WHAT YOU WILL DO → Copy out every line of the data that has the word "point" somewhere in it.

DATASET EXCERPTS →
===
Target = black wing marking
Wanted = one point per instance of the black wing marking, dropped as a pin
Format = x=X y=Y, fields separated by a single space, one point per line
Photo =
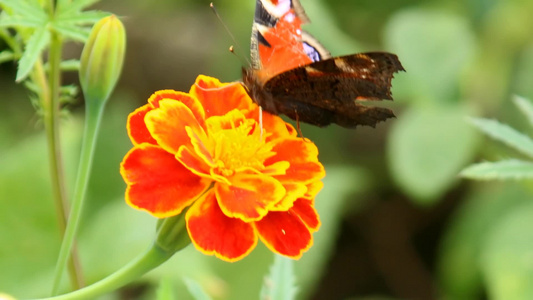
x=328 y=91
===
TASK RESULT →
Wanted = one point per instance of the black wing marking, dropped as a pin
Format = x=X y=Y, fields separated by a single space, one point per line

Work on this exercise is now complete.